-- Extrait du document --

Comment en Angleterre, dans un pays où la perpétuité des familles est dans le vœu de la loi, a-t-on laissé une liberté si grande au propriétaire (au moins pour les biens non substitués) ; comment, au contraire, en Amérique, laisse-t-on au père de famille un arbitraire aussi grand, au lieu de faire par avance la part de l’égalité, et de maintenir les droits naturels de la famille, comme fait notre législation ? Car enfin, le testament est une institution aristocratique ou démocratique, et s’il est bon dans un pays, il est nécessairement mauvais dans l’autre ?

Cet argument est plus spécieux que réel ; c’est l’erreur de ceux qui pensent que la loi agit indépendamment de l’esprit du peuple qui s’en sert. Les mœurs, au contraire, ont une telle influence, que la même loi dans les deux pays donne des résultats tout différents.

-- Données enregistrées --

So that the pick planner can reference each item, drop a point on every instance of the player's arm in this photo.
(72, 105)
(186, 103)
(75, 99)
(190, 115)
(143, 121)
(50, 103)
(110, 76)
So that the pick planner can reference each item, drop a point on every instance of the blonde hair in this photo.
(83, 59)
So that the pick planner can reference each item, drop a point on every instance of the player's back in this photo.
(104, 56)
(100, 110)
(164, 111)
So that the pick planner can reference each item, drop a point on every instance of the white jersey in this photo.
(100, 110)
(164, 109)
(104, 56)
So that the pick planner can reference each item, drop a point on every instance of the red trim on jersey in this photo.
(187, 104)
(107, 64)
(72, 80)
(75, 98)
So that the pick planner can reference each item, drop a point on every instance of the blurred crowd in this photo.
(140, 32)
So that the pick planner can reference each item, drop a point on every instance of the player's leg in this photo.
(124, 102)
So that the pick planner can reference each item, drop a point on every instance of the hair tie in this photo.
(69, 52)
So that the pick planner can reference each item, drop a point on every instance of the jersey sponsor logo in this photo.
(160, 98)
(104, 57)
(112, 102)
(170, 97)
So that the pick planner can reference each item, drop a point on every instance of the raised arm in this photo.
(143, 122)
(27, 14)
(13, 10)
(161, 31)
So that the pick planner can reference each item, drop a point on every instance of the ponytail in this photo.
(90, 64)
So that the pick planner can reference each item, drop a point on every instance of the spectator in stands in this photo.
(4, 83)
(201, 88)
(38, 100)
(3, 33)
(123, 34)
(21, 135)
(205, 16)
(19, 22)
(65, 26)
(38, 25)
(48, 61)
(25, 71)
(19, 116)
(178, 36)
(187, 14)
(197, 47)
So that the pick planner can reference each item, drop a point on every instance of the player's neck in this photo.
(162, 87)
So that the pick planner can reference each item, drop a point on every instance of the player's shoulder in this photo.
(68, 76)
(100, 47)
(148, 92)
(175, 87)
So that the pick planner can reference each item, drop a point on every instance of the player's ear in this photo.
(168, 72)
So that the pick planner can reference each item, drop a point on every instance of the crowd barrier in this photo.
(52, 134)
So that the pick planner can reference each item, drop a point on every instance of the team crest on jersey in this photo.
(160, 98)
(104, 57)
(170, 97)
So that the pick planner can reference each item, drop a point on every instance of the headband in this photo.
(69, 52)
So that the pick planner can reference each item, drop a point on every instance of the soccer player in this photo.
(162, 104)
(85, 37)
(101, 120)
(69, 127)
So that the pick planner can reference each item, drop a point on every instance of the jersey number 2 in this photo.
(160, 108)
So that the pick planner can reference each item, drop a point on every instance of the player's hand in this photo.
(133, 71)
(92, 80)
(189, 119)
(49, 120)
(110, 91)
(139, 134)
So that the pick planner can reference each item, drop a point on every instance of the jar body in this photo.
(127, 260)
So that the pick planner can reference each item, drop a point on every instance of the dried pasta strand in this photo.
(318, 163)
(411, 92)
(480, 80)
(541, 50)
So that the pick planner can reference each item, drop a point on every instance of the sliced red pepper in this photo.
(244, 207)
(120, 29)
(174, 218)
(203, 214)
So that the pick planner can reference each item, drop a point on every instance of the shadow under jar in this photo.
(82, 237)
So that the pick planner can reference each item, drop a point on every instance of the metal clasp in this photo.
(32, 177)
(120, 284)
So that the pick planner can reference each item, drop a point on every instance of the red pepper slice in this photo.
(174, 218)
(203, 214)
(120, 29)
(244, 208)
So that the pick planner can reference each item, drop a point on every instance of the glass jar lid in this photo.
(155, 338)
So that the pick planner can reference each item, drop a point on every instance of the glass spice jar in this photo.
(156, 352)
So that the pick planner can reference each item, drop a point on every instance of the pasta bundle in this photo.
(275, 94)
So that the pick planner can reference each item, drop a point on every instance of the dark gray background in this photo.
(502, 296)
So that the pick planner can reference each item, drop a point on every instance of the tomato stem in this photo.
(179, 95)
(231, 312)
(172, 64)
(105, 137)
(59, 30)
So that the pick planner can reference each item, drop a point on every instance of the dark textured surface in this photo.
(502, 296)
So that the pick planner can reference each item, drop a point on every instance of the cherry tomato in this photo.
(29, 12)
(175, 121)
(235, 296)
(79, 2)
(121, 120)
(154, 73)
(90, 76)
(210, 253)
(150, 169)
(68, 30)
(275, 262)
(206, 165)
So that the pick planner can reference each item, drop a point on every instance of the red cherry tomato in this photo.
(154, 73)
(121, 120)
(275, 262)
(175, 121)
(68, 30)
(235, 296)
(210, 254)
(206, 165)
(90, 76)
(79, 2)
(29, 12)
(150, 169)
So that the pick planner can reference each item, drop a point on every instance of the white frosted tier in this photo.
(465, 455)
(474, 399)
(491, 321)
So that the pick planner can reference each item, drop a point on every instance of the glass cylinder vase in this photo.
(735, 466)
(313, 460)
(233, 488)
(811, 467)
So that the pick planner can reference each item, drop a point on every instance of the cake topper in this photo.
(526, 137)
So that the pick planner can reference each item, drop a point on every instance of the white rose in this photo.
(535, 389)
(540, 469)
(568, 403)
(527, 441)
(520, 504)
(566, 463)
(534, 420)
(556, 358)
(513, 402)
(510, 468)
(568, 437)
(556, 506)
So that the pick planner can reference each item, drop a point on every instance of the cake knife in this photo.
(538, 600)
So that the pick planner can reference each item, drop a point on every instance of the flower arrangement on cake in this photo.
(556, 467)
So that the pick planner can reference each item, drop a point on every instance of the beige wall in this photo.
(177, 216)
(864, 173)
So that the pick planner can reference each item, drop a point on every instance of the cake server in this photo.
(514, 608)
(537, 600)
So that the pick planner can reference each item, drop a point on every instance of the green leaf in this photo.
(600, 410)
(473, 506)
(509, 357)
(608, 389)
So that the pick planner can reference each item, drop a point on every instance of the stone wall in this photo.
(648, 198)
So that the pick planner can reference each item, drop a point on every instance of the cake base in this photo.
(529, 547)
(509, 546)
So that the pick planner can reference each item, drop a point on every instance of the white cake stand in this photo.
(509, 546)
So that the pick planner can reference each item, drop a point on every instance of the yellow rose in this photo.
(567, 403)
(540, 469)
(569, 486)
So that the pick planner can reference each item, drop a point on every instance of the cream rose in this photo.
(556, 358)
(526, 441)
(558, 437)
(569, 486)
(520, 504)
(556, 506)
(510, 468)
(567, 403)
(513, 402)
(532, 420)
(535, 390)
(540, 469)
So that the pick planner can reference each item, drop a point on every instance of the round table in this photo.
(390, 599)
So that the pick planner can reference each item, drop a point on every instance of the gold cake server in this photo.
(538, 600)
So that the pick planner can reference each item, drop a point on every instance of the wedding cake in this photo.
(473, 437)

-- Problème posé A --
Pour chacune des affirmations suivantes, indiquez par oui ou par non si elle concorde avec l'extrait sur le testament en Angleterre et en Amérique, en citant les mots décisifs de ce texte. (i) En Angleterre, la loi souhaite la perpétuité des familles. (ii) L'auteur juge l'argument plus réel que spécieux. (iii) Dans les deux pays, la même loi produit des résultats semblables.
-- Problème posé B --
Répondez brièvement aux questions suivantes à partir de l'extrait sur le testament en Angleterre et en Amérique.
(i) Pour quels biens la liberté du propriétaire anglais est-elle au moins reconnue ?
(ii) À qui laisse-t-on en Amérique un arbitraire aussi grand ?
(iii) Qu'est-ce qui exerce, selon l'auteur, une telle influence sur les effets de la loi ?
-- Problème posé C --
Reprenez l'extrait sur le testament en Angleterre et en Amérique à la suite de sa dernière phrase et poursuivez-le.

-- Résultat attendu A --
(i) Oui : « dans un pays où la perpétuité des familles est dans le vœu de la loi ».
(ii) Non : « Cet argument est plus spécieux que réel ».
(iii) Non : « la même loi dans les deux pays donne des résultats tout différents ».

-- Résultat attendu B --
(i) Pour les biens non substitués.
(ii) Au père de famille.
(iii) Les mœurs.

-- Résultat attendu C --
En Angleterre, où l’ambition du négociant devenu riche est de placer sa famille au sein de l’aristocratie, où le premier devoir du noble est de maintenir la splendeur de sa maison, la liberté de tester est des plus favorables au génie aristocratique ; et, notez-le bien, il en fut de même à Rome où cette liberté fut longtemps absolue.